◆ **Task statement**: Please rewrite the records below, changing "blue sky" to "clear sky" wherever it appears and keeping everything else the same. Leave the pictures out of your answer.

◆ **Extracted material**:
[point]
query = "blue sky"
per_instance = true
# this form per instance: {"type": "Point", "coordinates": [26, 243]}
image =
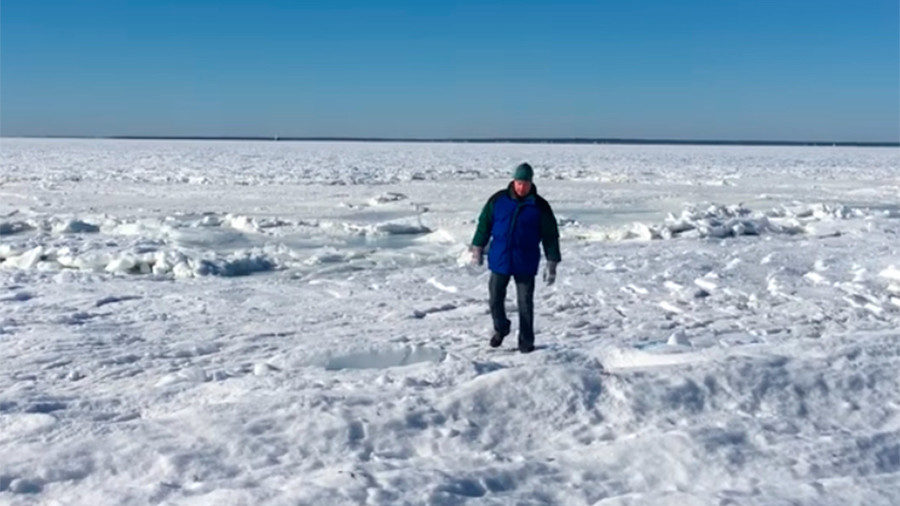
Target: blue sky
{"type": "Point", "coordinates": [726, 70]}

◆ **Written answer**:
[point]
query = "clear sky"
per_instance = true
# this form per instance: {"type": "Point", "coordinates": [26, 243]}
image =
Target: clear sky
{"type": "Point", "coordinates": [726, 70]}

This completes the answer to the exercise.